* _Action item_
Would you copy the full listing that follows without changing a thing?

* _Records for this exercise_
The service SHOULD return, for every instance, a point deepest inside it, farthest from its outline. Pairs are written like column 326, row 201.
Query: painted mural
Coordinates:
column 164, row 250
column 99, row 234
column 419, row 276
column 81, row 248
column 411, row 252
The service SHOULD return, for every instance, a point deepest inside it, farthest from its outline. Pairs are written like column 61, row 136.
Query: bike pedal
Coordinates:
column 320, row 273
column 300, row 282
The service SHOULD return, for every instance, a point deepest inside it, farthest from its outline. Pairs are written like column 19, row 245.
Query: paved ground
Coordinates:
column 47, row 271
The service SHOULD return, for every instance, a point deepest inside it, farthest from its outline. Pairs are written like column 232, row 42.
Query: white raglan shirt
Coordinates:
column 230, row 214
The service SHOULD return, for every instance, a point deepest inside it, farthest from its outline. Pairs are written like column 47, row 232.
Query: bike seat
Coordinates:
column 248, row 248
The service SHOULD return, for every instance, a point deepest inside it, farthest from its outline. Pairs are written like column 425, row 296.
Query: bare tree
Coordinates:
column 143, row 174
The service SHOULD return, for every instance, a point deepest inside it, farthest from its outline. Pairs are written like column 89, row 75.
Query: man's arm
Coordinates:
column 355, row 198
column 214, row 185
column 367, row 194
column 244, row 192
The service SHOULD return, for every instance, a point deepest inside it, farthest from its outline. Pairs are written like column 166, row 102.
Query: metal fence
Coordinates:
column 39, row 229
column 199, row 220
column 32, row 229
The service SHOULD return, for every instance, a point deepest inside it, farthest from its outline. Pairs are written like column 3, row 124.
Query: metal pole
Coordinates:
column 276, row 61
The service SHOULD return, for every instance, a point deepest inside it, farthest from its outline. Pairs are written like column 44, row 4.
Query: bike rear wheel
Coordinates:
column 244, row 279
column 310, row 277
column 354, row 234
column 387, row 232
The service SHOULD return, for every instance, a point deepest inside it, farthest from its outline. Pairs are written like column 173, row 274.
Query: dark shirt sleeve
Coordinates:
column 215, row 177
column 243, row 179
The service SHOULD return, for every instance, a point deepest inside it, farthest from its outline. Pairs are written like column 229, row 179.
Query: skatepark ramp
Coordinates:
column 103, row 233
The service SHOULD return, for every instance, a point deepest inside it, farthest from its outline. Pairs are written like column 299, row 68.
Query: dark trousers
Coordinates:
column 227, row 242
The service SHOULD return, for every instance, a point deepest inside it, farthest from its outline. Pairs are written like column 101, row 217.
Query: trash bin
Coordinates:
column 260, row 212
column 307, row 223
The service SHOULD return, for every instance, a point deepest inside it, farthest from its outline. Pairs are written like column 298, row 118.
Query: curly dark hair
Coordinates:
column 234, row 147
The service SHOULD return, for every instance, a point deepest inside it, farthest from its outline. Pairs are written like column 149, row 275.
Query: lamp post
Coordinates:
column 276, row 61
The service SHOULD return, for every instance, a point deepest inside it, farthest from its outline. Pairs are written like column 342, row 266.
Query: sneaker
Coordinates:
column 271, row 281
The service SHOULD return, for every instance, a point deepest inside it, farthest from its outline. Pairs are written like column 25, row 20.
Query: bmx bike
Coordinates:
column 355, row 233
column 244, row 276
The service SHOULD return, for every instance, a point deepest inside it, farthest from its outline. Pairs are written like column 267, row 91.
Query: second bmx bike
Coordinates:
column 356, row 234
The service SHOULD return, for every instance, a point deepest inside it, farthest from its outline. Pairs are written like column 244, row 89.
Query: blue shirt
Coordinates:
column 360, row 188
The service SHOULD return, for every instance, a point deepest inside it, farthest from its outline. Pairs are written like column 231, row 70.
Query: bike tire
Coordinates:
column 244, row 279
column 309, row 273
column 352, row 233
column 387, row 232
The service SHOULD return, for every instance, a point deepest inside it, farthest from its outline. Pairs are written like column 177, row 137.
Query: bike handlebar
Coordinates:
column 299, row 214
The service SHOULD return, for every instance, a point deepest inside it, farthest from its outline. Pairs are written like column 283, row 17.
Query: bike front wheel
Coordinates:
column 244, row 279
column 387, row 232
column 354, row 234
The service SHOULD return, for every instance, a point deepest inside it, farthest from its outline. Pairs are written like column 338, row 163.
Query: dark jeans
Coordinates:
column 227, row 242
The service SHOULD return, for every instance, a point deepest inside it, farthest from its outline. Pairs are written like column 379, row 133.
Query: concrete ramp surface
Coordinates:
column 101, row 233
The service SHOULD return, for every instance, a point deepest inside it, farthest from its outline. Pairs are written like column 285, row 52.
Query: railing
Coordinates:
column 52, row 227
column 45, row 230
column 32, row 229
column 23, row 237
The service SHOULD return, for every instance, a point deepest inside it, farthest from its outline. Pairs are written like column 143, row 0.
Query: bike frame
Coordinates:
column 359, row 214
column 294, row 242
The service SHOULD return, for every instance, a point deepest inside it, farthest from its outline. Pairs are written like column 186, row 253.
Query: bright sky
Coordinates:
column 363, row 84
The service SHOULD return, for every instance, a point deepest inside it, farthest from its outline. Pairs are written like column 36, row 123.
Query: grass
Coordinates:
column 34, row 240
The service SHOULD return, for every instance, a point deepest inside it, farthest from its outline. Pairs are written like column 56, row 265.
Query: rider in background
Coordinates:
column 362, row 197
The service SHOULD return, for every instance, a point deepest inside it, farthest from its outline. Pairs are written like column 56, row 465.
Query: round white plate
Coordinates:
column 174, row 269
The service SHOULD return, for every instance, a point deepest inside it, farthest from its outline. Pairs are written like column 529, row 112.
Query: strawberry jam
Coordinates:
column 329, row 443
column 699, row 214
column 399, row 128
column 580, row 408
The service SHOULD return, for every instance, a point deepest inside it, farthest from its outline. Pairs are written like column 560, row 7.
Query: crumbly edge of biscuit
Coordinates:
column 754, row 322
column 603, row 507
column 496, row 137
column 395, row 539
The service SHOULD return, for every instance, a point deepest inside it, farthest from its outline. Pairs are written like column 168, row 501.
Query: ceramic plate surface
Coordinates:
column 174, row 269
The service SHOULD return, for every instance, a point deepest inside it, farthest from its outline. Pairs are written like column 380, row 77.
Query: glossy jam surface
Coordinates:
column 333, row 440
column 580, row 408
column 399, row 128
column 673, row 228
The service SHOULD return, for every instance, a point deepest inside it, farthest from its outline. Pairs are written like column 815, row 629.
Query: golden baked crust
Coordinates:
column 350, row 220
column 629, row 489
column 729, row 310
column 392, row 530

* _Response to the exercise_
The service SHOULD return, for every instance, a point deepest inside it, farthest from its outline. Pairs are written like column 326, row 201.
Query: painted mural
Coordinates:
column 164, row 250
column 99, row 234
column 419, row 276
column 81, row 248
column 411, row 252
The service SHOULD return, for every instance, a point deepest inside it, farthest from its outline. Pairs are written like column 61, row 136.
Query: bike pedal
Coordinates:
column 320, row 273
column 300, row 282
The service SHOULD return, for every instance, a point deepest inside it, farthest from its outline. Pairs are written like column 19, row 245.
Query: paved ground
Coordinates:
column 47, row 271
The service SHOULD return, for every instance, a point deepest inside it, farthest from its outline. Pairs are written like column 232, row 42.
Query: white raglan shirt
Coordinates:
column 230, row 214
The service SHOULD return, for every instance, a point deepest inside it, farthest from its outline. Pairs are written like column 47, row 232.
Query: bike seat
Coordinates:
column 248, row 248
The service SHOULD return, for every instance, a point deepest inside it, farthest from its outline. Pairs are written like column 425, row 296.
Query: bare tree
Coordinates:
column 143, row 174
The service SHOULD return, for every instance, a point deepest inside it, farthest from its outline. Pairs are written like column 89, row 75.
Query: man's arm
Coordinates:
column 355, row 198
column 214, row 185
column 367, row 194
column 244, row 192
The service SHOULD return, for every instance, a point deepest inside it, farthest from its outline. Pairs are written like column 166, row 102.
Query: metal fence
Coordinates:
column 39, row 229
column 199, row 220
column 32, row 229
The service SHOULD return, for every instance, a point deepest inside it, farthest from its outline. Pairs are written like column 3, row 124.
Query: metal pole
Coordinates:
column 276, row 61
The service SHOULD return, for every instance, a point deepest inside it, farthest from its outline. Pairs are written like column 44, row 4.
Query: bike rear wheel
Coordinates:
column 244, row 279
column 310, row 277
column 354, row 234
column 387, row 232
The service SHOULD return, for every instance, a point deepest inside it, farthest from its outline. Pairs are written like column 173, row 274.
Query: dark shirt sleeve
Coordinates:
column 215, row 177
column 243, row 179
The service SHOULD return, for every instance, a point deepest inside it, farthest from its outline. Pairs are written like column 229, row 179.
Query: skatepark ramp
Coordinates:
column 103, row 233
The service SHOULD return, for every instance, a point deepest inside it, farthest from its outline. Pairs are written like column 299, row 68.
Query: dark trousers
Coordinates:
column 227, row 242
The service SHOULD return, for every instance, a point deepest inside it, farthest from its outline. Pairs are written like column 101, row 217.
Query: trash bin
Coordinates:
column 260, row 212
column 307, row 223
The service SHOULD return, for every instance, a point deepest inside it, farthest from its outline. Pairs are written like column 298, row 118.
Query: curly dark hair
Coordinates:
column 234, row 147
The service SHOULD return, for every instance, a point deepest inside it, farthest from its outline. Pairs are written like column 149, row 275.
Query: lamp post
Coordinates:
column 276, row 61
The service SHOULD return, for every instance, a point deepest inside it, farthest from its outline. Pairs are written like column 342, row 266.
Query: sneaker
Coordinates:
column 271, row 281
The service SHOULD return, for every instance, a point deepest inside it, farthest from its outline. Pairs are written like column 25, row 20.
Query: bmx bike
Coordinates:
column 355, row 233
column 244, row 276
The service SHOULD return, for every instance, a point deepest inside it, farthest from its outline. Pairs are written like column 267, row 91.
Query: second bmx bike
Coordinates:
column 356, row 234
The service SHOULD return, for every instance, a point deepest inside it, farthest from its outline. Pairs are written like column 244, row 89.
Query: blue shirt
Coordinates:
column 360, row 188
The service SHOULD return, for every instance, a point deepest inside it, farthest from its outline. Pairs are written like column 231, row 70.
Query: bike tire
Coordinates:
column 244, row 279
column 309, row 273
column 352, row 233
column 387, row 232
The service SHOULD return, for every instance, a point deepest inside it, farthest from its outline. Pairs are written like column 177, row 137.
Query: bike handlebar
Coordinates:
column 299, row 214
The service SHOULD return, for every instance, a point deepest inside it, farthest from its outline. Pairs are written like column 283, row 17.
Query: bike front wheel
Coordinates:
column 244, row 279
column 387, row 232
column 354, row 234
The service SHOULD return, for every instance, a point deepest inside it, farthest from its outline. Pairs are written like column 338, row 163.
Query: dark jeans
Coordinates:
column 227, row 242
The service SHOULD return, for every instance, a point deepest inside it, farthest from its outline. Pairs are written like column 379, row 133.
Query: concrete ramp surface
Coordinates:
column 101, row 233
The service SHOULD return, for every instance, a point deepest inside it, farthest from its outline. Pairs are written like column 285, row 52.
Query: railing
Coordinates:
column 52, row 227
column 45, row 230
column 32, row 229
column 23, row 237
The service SHOULD return, for every instance, a point deepest inside it, farthest from its outline. Pairs are written like column 143, row 0.
Query: bike frame
Coordinates:
column 359, row 214
column 294, row 242
The service SHOULD return, for every instance, a point deepest inside it, farthest from its outline. Pairs are written like column 186, row 253.
Query: bright sky
Coordinates:
column 363, row 84
The service SHOULD return, for every instance, a point deepest inside it, farthest from its outline. Pairs are written like column 36, row 123.
Query: grass
Coordinates:
column 34, row 240
The service SHOULD return, for every instance, a point deepest inside it, farthest from its outline. Pairs are written like column 56, row 265.
Query: rider in background
Coordinates:
column 362, row 197
The service SHOULD return, for every instance, a point deepest inside it, farthest from its outline. Pairs are written like column 56, row 465.
Query: round white plate
Coordinates:
column 174, row 269
The service SHOULD return, for every instance, a point deepest inside it, farthest from its outline. Pairs are written like column 529, row 112.
Query: strawberry jam
Coordinates:
column 329, row 443
column 699, row 214
column 399, row 128
column 580, row 408
The service SHOULD return, for every instance, a point deepest inside it, farthest from its outline. Pairs are written like column 560, row 7.
Query: crumbly edge of biscuit
Coordinates:
column 754, row 322
column 603, row 507
column 496, row 137
column 395, row 539
The service SHOULD return, for every instance, a point deepest inside it, farthest from its outline. Pairs are written like column 168, row 501.
Query: ceramic plate surface
Coordinates:
column 174, row 269
The service SHOULD return, for every instance, a point deepest inside it, farthest from its outline. Pairs are written like column 380, row 77.
Query: glossy jam surface
Coordinates:
column 333, row 440
column 580, row 408
column 399, row 128
column 673, row 228
The service SHOULD return, for every instance, a point deepest inside it, farthest from its outline. Pairs are written like column 815, row 629.
Query: golden baked crust
Coordinates:
column 350, row 220
column 629, row 489
column 729, row 310
column 392, row 530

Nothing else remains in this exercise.